(Excerpt)

British computer scientist (born 1963)

Jane Elizabeth Hillston (born 1963) is a British computer scientist who is professor of quantitative modelling and former head of school in the School of Informatics, University of Edinburgh, Scotland.

== Early life and education ==
Hillston received a BA in Mathematics from the University of York in 1985, an MSc in Mathematics from Lehigh University in the United States in 1987 and a PhD in Computer Science from the University of Edinburgh in 1994, where she has spent her subsequent academic career. Her PhD thesis was awarded the BCS/CPHC Distinguished Dissertation Awards in 1995 and has been published by Cambridge University Press.

== Research and career ==
She has been an EPSRC Research Fellow (1994–1995), Lecturer (1995–2001), Reader (2001–2006) and Professor of Quantitative Modelling since 2006. Hillston is a member of the Laboratory for Foundations of Computer Science at Edinburgh. In 2018 she was appointed Head of the School of Informatics at Edinburgh, taking over from Johanna Moore, until succeeded by Helen Hastie in 2023.

Jane Hillston is known for her work on stochastic process algebras. In particular, she has developed the PEPA process algebra, and helped develop Bio-PEPA, which is based on the earlier PEPA algebra and is specifically aimed at analyzing biochemical networks.

(End Excerpt)
(Data provided)

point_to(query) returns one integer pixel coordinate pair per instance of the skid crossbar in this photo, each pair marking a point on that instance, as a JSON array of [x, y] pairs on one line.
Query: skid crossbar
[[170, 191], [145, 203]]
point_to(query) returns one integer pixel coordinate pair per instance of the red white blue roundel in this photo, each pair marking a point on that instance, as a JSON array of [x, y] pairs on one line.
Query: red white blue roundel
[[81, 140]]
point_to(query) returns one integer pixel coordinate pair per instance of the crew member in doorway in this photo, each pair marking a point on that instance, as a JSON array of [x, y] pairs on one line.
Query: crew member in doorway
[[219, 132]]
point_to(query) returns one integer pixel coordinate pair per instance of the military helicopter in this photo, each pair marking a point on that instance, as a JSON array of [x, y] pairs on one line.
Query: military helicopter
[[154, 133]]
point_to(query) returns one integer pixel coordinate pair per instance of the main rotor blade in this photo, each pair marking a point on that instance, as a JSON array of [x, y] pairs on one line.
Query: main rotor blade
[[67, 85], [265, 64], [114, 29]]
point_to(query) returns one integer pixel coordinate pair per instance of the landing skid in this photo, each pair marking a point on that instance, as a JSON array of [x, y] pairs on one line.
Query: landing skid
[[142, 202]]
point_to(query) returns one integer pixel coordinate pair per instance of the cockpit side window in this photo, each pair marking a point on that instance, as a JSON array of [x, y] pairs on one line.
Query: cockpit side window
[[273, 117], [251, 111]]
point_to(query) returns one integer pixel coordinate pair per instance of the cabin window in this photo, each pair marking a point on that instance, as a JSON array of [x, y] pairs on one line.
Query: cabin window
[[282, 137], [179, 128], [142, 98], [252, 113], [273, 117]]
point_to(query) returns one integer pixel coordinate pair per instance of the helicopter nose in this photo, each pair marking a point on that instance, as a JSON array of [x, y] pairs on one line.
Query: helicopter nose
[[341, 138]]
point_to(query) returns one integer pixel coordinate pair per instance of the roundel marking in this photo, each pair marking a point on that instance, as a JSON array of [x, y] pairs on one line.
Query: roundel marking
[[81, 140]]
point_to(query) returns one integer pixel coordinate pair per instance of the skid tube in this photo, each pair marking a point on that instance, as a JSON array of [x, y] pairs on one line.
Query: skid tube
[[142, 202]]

(End Data provided)

Problem -
Output the entire text about Jane Hillston word for word, without changing anything. None of these rows are needed.

Reply to the task -
British computer scientist (born 1963)

Jane Elizabeth Hillston (born 1963) is a British computer scientist who is professor of quantitative modelling and former head of school in the School of Informatics, University of Edinburgh, Scotland.

== Early life and education ==
Hillston received a BA in Mathematics from the University of York in 1985, an MSc in Mathematics from Lehigh University in the United States in 1987 and a PhD in Computer Science from the University of Edinburgh in 1994, where she has spent her subsequent academic career. Her PhD thesis was awarded the BCS/CPHC Distinguished Dissertation Awards in 1995 and has been published by Cambridge University Press.

== Research and career ==
She has been an EPSRC Research Fellow (1994–1995), Lecturer (1995–2001), Reader (2001–2006) and Professor of Quantitative Modelling since 2006. Hillston is a member of the Laboratory for Foundations of Computer Science at Edinburgh. In 2018 she was appointed Head of the School of Informatics at Edinburgh, taking over from Johanna Moore, until succeeded by Helen Hastie in 2023.

Jane Hillston is known for her work on stochastic process algebras. In particular, she has developed the PEPA process algebra, and helped develop Bio-PEPA, which is based on the earlier PEPA algebra and is specifically aimed at analyzing biochemical networks.